*Try it*: Reproduce what is written in the records below exactly, and leave out the images.

*Source information*:
+ + + + + + +
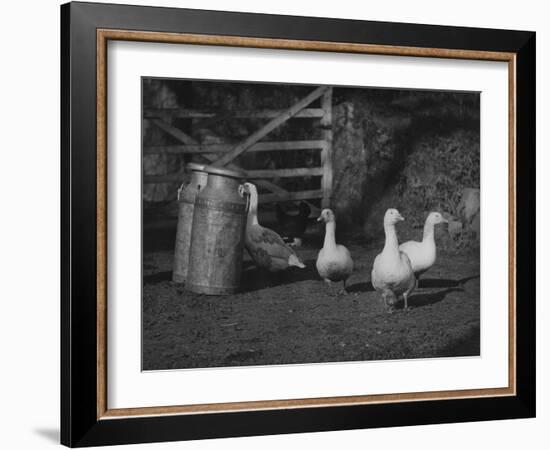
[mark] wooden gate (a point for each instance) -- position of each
(224, 154)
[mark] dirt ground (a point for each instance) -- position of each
(294, 318)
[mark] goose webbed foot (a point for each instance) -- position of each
(343, 291)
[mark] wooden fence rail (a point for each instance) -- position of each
(223, 154)
(221, 148)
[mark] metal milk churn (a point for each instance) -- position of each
(186, 207)
(217, 237)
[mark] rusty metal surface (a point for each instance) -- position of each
(186, 208)
(217, 237)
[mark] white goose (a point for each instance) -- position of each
(423, 254)
(334, 261)
(266, 248)
(392, 273)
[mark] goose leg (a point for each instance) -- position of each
(389, 300)
(329, 284)
(343, 290)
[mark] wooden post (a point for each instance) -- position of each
(269, 127)
(326, 153)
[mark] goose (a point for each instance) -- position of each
(392, 274)
(423, 254)
(334, 261)
(266, 248)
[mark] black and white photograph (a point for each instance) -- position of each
(298, 224)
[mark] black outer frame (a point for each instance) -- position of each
(79, 425)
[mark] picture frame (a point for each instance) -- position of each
(86, 419)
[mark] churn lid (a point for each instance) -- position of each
(195, 167)
(225, 172)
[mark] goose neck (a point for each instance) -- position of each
(330, 239)
(428, 235)
(252, 217)
(391, 244)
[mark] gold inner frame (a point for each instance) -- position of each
(103, 36)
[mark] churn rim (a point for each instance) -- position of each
(195, 167)
(225, 172)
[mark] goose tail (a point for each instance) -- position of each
(293, 260)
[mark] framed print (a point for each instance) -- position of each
(276, 224)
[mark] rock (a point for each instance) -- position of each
(468, 209)
(455, 228)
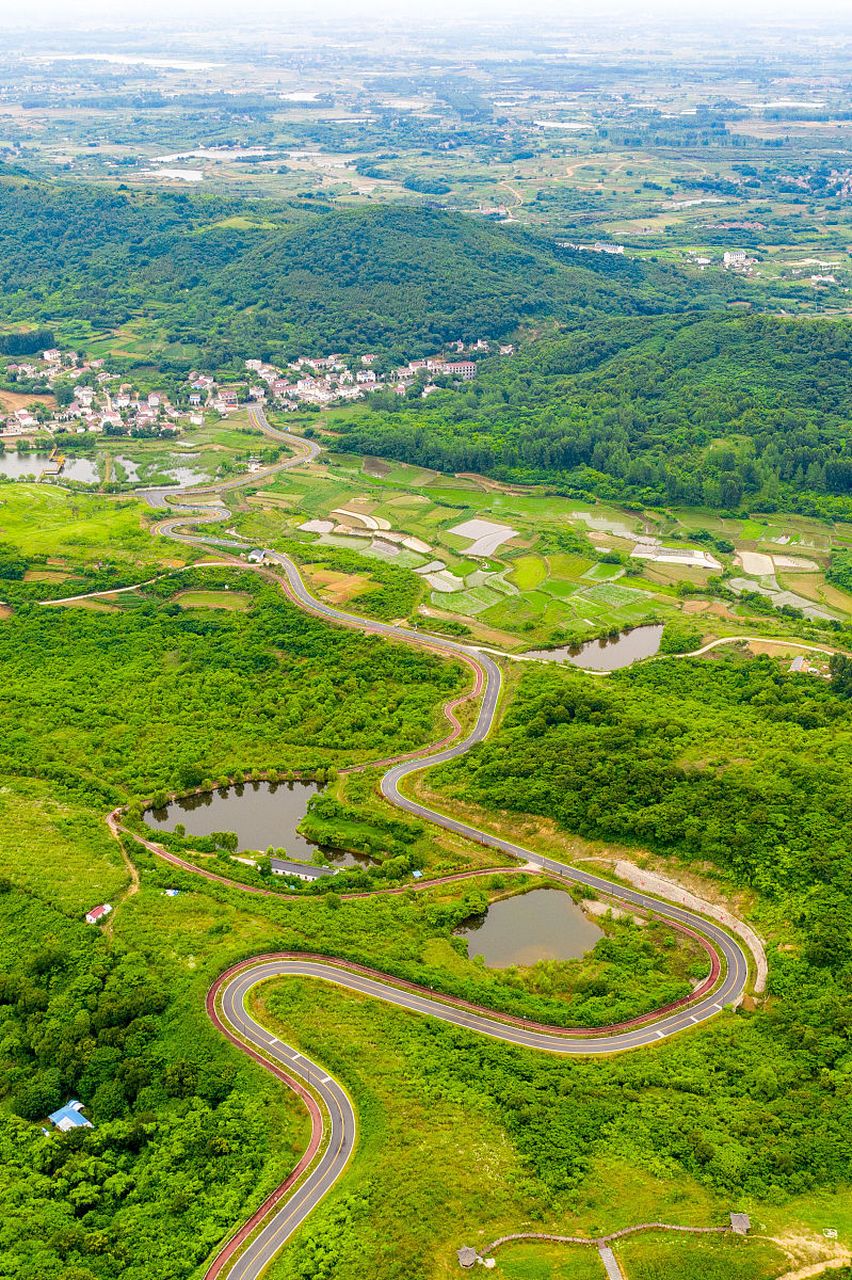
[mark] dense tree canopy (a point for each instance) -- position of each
(718, 411)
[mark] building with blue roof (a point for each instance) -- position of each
(71, 1116)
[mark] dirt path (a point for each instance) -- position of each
(133, 887)
(819, 1269)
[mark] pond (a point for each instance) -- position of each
(17, 465)
(260, 813)
(544, 924)
(83, 470)
(607, 654)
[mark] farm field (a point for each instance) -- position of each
(564, 574)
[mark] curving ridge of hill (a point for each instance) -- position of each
(420, 277)
(223, 280)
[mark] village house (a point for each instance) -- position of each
(302, 871)
(71, 1116)
(99, 913)
(465, 369)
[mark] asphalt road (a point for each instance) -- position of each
(337, 1136)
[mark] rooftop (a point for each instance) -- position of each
(283, 867)
(71, 1116)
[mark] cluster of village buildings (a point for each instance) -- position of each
(99, 403)
(331, 378)
(104, 402)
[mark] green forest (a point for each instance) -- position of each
(719, 411)
(287, 279)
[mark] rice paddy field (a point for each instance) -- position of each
(539, 568)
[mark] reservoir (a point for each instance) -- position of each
(607, 654)
(544, 924)
(260, 813)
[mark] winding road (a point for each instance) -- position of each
(333, 1119)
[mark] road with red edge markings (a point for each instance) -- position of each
(333, 1124)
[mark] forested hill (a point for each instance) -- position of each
(708, 411)
(229, 280)
(417, 278)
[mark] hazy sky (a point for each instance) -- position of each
(141, 13)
+ + + + + + +
*Exercise output*:
[mark] wooden gate (a point for each instance) -- position of each
(224, 154)
[mark] dirt ground (a point for each instance) -- position of each
(294, 318)
[mark] goose webbed foot (a point for each instance) -- position of each
(343, 291)
[mark] wooden fence rail (a point for each instance) -- position of each
(223, 154)
(221, 148)
[mark] metal milk churn (a point for each instance) -- position of each
(186, 207)
(217, 237)
[mark] rusty metal surface (a point for each instance) -- position of each
(186, 208)
(217, 237)
[mark] white goose (a point for each instance) -- position of each
(423, 254)
(334, 261)
(266, 248)
(392, 273)
[mark] goose leg (a point for each instance) -- position of each
(389, 300)
(329, 284)
(343, 290)
[mark] wooden post (a point for each instance) -- position of each
(269, 127)
(326, 153)
[mark] goose (a point for each instance) -- position of each
(392, 274)
(423, 254)
(334, 261)
(266, 248)
[mark] black and white photograph (a point for each instance) -- position of each
(298, 224)
[mark] black outer frame (a point for each instance) -- position of each
(79, 425)
[mark] picture frame (a point for each instance) -- position of each
(86, 419)
[mark] churn lid (a point for each instance) -- position of each
(195, 167)
(225, 172)
[mark] goose neck (a point for each instance) -- position of each
(330, 239)
(428, 235)
(252, 217)
(391, 244)
[mark] gold inner frame (a point for each instance) -- position of each
(103, 36)
[mark] churn rim (a point for each instance) -- position of each
(195, 167)
(225, 172)
[mark] goose tail (a point for each instance) -- position of each
(293, 260)
[mark] framed print (a point for each instance) -- position of each
(276, 224)
[mark] rock (a point for each instance) -- position of each
(468, 209)
(455, 228)
[mark] dense tree canopy (a point for each instance) -- position of each
(718, 411)
[mark] building with blue roof (a point for each instance) -- position of each
(71, 1116)
[mark] dirt path (a point for each instance) -- position of each
(133, 887)
(819, 1269)
[mark] pond (a point for each instance) -- position of each
(17, 465)
(260, 813)
(544, 924)
(83, 470)
(607, 654)
[mark] farm field (a point for each instance) -- position of each
(564, 574)
[mark] curving ridge of hill (a point for each instance) -- position of each
(420, 277)
(223, 280)
[mark] village house (a point for each instance) -- position of each
(302, 871)
(71, 1116)
(99, 913)
(465, 369)
[mark] asphalt road (a point for each instance) -- position of each
(337, 1136)
[mark] rooftop (a point for each instance) -- position of each
(283, 867)
(71, 1116)
[mark] cluster of village buildings (a point for each instance) -- position of each
(99, 403)
(331, 378)
(104, 402)
[mark] green forest (a point for each instance) -- position of each
(719, 411)
(287, 279)
[mark] rice paddy field (a point for each instance) -- position of each
(539, 568)
[mark] reservoir (a point for each instance) -- position of each
(607, 654)
(544, 924)
(260, 813)
[mark] winding road (a point for each instance) -- position of each
(333, 1119)
[mark] road with red edge markings (a point for each instance) -- position of each
(333, 1124)
[mark] forested hill (a point for each instance) -- position of each
(708, 411)
(229, 280)
(417, 278)
[mark] hazy sky (a point for each instance) -- position of each
(141, 13)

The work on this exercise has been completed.